### [HOW TO COMPLETE THIS TASK]
Please return all of the records that follow, exactly as written.

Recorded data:
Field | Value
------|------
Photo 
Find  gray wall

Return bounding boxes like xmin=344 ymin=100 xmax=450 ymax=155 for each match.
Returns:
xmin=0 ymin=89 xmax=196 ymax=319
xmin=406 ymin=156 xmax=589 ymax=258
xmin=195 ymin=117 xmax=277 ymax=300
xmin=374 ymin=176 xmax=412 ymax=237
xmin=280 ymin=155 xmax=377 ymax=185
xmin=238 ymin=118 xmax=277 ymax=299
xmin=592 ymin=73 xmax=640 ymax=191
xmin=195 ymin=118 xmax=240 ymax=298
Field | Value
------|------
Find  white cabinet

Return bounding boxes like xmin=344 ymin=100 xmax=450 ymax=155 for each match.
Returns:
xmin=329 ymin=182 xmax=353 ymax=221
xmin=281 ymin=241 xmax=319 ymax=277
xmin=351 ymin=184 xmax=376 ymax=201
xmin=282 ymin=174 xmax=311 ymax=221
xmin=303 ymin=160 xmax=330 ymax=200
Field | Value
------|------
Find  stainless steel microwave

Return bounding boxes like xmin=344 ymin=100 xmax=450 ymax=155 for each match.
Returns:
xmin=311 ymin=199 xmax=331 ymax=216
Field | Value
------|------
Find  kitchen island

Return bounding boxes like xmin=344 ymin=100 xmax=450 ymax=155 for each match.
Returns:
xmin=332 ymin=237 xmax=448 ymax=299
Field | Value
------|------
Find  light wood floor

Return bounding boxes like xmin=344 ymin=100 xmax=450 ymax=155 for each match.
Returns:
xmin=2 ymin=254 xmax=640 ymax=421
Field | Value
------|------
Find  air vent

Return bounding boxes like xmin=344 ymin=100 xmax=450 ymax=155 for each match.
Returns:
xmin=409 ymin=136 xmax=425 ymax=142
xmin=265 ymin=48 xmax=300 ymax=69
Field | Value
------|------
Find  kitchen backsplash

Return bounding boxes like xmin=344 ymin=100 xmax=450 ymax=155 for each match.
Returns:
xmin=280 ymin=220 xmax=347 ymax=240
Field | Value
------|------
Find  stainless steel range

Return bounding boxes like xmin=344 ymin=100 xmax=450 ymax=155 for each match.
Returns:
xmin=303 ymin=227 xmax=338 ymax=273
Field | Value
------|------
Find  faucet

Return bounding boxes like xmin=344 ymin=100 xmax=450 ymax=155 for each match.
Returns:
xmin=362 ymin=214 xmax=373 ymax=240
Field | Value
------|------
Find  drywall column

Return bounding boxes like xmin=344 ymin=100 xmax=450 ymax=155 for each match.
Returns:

### [TASK OUTPUT]
Field | Value
------|------
Photo 
Find  gray wall

Return bounding boxes like xmin=344 ymin=100 xmax=450 ymax=155 for each match.
Returns:
xmin=0 ymin=89 xmax=196 ymax=319
xmin=406 ymin=156 xmax=589 ymax=258
xmin=195 ymin=117 xmax=277 ymax=300
xmin=374 ymin=176 xmax=412 ymax=237
xmin=280 ymin=155 xmax=377 ymax=185
xmin=238 ymin=118 xmax=277 ymax=299
xmin=592 ymin=73 xmax=640 ymax=191
xmin=195 ymin=118 xmax=240 ymax=298
Field | Value
------|------
Find  white cabinet

Return bounding boxes like xmin=344 ymin=100 xmax=450 ymax=155 for each match.
Returns:
xmin=329 ymin=182 xmax=353 ymax=221
xmin=281 ymin=241 xmax=319 ymax=277
xmin=351 ymin=184 xmax=376 ymax=201
xmin=282 ymin=174 xmax=311 ymax=221
xmin=303 ymin=160 xmax=330 ymax=200
Field | Value
------|------
Find  stainless steel microwave

Return bounding boxes like xmin=344 ymin=100 xmax=450 ymax=155 for each match.
Returns:
xmin=311 ymin=199 xmax=331 ymax=216
Field | Value
------|------
Find  kitchen island

Return bounding boxes like xmin=344 ymin=100 xmax=450 ymax=155 for each match.
Returns:
xmin=332 ymin=237 xmax=448 ymax=299
Field | Value
------|------
Find  light wood floor

Return bounding boxes like xmin=344 ymin=100 xmax=450 ymax=155 for each match.
Returns:
xmin=2 ymin=254 xmax=640 ymax=421
Field | Value
------|------
Find  air vent

Return bounding boxes like xmin=344 ymin=100 xmax=450 ymax=155 for each match.
Returns:
xmin=409 ymin=136 xmax=425 ymax=142
xmin=265 ymin=48 xmax=300 ymax=69
Field | Value
------|------
Find  kitchen backsplash

Return bounding boxes like xmin=344 ymin=100 xmax=450 ymax=155 for each match.
Returns:
xmin=280 ymin=220 xmax=347 ymax=240
Field | Value
------|------
Find  stainless steel range

Return bounding boxes like xmin=344 ymin=100 xmax=450 ymax=155 for each match.
Returns:
xmin=303 ymin=227 xmax=338 ymax=273
Field | Value
------|------
Find  faucet

Return bounding boxes like xmin=344 ymin=100 xmax=450 ymax=155 for each match.
Returns:
xmin=362 ymin=214 xmax=373 ymax=240
Field | Value
------|------
Find  drywall column

Return bounding boxes like xmin=344 ymin=100 xmax=450 ymax=155 for each match.
Returns:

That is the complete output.